## Work order:
Answer these from the reviewer comments below:
1. Which program's planned staffing increases does the proposal use?
2. What column is suggested for the table of steps?
3. What figure for daily direct variable costs of an acute care bed is recommended for the ROI calculation?

Fantastic proposal to address a significant gap in care for vulnerable older adults. This intervention would have such meaningful impacts on transitions of care, long-term healthcare access, and prevention of re-hospitalization for homebound older adults. 

This will proposal will help meet demand for home-based services for homebound older adults. Great proposal, outstanding team, likely to have high ROI.

Thank you for submitting this excellent proposal that harnesses the planned, budgeted increases in staffing of the Care at Home program with making the overall enrollment of patients into the program more streamlined and efficient. A few points of feedback to address in the 2nd round: 

1) I appreciate you outlining each of the steps of your intervention and some of the potential barriers. I would encourage you to think about how you might address each of these barriers -- for instance creating a "proposed countermeasures to barriers" column in the table. For instance, relying on manual provider screening and/or having the rounding provider approach the patient about Care at Home could add a lot of time/energy to already busy inpatient providers. Could their be other alternatives that are explored? 

2) Would advise you use the number of $1650 for direct variable costs per day of an acute care bed for your ROI calculation instead of dividing the total direct costs by the overall LOS. This is because the direct costs of the hospital stay tend to be more frontloaded (more tests, imaging, procedures done) and the costs aren't evenly distributed across the hospitalization. This will make your ROI more conservative and realistic to the Caring Wisely Executive Committee.

## Supplied information:

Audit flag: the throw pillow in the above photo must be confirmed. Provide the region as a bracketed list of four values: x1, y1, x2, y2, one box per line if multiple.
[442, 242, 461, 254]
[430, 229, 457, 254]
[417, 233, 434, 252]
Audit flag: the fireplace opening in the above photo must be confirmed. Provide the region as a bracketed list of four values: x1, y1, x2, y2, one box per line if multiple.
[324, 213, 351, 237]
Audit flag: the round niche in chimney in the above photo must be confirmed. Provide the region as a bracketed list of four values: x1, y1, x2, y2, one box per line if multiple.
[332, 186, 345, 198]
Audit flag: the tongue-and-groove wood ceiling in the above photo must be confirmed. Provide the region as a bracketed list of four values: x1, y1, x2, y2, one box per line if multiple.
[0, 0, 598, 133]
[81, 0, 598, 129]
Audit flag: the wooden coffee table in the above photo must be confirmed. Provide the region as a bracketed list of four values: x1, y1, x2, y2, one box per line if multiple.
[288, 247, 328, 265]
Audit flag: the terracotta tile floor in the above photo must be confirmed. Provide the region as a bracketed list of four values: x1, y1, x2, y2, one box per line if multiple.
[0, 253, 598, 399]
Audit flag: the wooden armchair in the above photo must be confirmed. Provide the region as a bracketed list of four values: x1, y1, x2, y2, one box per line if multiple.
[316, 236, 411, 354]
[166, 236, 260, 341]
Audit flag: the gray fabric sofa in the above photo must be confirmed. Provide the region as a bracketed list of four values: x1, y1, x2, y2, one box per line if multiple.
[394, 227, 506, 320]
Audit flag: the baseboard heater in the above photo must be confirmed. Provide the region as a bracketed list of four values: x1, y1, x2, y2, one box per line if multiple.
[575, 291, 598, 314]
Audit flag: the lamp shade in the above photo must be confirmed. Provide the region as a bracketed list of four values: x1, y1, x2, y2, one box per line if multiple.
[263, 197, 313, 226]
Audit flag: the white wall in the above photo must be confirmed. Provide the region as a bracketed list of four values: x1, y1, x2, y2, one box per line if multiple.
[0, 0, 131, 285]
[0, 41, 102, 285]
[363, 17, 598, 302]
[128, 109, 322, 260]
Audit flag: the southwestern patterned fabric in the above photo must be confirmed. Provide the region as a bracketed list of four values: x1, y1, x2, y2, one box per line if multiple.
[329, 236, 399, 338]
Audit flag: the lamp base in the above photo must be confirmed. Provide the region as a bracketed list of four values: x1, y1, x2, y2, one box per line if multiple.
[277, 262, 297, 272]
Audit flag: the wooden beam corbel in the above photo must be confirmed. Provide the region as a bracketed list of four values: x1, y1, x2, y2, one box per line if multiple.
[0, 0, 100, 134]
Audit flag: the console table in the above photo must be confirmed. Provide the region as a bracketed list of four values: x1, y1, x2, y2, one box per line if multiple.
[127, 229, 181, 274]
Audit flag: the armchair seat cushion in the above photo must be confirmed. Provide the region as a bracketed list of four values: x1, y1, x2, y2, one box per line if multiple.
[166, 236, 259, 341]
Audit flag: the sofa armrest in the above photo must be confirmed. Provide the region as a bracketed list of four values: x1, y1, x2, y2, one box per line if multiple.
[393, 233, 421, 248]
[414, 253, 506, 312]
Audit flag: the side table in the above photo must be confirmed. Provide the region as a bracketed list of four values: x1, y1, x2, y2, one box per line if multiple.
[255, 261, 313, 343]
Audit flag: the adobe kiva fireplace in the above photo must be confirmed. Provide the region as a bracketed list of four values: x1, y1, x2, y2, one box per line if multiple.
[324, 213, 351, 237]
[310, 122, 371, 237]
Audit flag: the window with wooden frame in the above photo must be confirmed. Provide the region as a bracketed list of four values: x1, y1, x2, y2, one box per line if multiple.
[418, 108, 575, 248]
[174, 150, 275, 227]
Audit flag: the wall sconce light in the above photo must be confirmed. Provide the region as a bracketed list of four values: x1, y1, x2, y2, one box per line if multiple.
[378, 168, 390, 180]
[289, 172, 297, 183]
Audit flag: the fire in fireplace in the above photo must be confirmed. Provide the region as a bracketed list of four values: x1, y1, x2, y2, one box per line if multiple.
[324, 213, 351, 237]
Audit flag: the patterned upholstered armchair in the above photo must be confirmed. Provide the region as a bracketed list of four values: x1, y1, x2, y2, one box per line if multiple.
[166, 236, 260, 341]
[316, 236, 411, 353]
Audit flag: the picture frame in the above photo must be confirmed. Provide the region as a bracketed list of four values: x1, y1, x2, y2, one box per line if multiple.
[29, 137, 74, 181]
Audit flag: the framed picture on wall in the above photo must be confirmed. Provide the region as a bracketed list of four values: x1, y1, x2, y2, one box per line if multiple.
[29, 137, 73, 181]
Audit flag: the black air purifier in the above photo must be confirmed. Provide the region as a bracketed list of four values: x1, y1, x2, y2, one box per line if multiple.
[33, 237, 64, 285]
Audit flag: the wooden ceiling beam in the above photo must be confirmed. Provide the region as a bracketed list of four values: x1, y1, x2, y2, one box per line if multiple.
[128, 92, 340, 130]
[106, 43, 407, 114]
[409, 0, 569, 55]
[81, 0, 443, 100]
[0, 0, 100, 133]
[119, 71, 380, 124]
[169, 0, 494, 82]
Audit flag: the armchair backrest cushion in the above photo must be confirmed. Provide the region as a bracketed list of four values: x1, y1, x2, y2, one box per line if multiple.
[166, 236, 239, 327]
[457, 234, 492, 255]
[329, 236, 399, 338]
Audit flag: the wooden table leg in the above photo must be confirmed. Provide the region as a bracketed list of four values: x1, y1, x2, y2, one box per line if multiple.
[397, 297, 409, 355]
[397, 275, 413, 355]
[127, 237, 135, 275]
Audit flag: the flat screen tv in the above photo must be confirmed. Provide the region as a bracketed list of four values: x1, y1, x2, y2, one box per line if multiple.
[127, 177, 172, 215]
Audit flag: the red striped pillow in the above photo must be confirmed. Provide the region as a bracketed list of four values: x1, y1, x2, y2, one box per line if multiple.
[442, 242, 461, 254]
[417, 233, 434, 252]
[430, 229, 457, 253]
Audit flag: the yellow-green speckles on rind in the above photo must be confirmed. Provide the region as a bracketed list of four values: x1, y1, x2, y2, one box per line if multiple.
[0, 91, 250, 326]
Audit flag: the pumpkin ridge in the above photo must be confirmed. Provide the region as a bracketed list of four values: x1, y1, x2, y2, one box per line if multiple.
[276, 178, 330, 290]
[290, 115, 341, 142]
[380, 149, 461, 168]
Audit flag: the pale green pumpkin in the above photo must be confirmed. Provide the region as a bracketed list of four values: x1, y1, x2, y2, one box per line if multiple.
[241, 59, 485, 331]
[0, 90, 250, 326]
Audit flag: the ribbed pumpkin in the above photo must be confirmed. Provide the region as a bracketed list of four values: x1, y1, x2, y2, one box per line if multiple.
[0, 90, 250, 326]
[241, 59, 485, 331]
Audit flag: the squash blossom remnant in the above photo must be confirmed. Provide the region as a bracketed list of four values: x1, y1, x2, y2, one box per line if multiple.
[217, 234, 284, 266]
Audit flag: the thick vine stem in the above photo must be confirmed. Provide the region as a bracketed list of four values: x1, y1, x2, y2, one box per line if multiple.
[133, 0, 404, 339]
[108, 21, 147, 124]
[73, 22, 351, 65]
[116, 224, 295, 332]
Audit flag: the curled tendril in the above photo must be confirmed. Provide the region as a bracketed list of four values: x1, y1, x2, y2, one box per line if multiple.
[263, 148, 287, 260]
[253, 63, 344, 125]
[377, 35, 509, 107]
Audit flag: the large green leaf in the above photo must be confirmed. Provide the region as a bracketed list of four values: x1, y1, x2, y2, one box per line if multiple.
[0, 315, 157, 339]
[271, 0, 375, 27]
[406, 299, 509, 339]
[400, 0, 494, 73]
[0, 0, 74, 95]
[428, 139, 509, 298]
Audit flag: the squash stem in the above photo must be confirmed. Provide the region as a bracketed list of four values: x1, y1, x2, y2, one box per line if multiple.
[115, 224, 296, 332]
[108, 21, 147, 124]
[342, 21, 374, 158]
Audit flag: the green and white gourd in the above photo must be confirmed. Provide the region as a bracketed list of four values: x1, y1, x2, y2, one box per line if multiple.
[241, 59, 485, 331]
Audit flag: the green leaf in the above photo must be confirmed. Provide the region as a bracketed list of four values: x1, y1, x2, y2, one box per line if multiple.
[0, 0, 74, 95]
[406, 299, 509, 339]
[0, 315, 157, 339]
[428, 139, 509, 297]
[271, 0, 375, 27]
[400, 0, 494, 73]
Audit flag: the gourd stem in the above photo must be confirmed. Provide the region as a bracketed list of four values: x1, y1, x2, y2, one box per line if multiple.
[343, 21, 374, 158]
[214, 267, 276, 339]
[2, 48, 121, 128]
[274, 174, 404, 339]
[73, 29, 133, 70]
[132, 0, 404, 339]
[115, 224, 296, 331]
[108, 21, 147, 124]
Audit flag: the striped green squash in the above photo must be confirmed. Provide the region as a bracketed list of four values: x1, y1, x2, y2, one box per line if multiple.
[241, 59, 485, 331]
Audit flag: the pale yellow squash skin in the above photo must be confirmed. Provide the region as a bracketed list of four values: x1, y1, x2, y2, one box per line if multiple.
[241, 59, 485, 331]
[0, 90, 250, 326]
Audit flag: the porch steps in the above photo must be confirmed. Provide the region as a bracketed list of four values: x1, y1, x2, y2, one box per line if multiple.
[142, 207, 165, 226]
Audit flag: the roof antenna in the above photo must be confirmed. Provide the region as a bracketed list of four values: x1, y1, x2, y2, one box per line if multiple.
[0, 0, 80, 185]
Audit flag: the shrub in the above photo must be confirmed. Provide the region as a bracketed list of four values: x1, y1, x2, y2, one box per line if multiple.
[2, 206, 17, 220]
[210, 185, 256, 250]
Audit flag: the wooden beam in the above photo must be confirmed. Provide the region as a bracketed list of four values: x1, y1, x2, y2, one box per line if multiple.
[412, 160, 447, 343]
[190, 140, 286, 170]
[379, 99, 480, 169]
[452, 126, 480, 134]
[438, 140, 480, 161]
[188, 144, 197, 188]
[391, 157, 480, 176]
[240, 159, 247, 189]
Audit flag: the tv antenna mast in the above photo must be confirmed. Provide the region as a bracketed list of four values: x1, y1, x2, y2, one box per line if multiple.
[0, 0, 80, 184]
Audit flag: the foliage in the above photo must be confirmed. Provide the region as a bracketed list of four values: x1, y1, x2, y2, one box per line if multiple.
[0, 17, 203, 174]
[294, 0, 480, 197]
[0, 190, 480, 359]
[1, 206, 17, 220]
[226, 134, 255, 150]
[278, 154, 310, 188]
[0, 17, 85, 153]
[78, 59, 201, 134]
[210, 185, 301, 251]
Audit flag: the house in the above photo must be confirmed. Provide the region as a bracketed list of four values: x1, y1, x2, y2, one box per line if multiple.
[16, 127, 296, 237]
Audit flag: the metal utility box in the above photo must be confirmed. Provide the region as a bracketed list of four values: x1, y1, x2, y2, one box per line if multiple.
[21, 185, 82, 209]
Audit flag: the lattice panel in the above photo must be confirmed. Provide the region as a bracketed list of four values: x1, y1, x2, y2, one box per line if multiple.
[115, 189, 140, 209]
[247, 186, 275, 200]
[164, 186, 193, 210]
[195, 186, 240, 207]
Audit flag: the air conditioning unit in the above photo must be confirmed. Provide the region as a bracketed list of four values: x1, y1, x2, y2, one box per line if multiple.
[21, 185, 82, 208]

## Answer section:
1. The Care at Home program.
2. A "proposed countermeasures to barriers" column.
3. $1650 per day.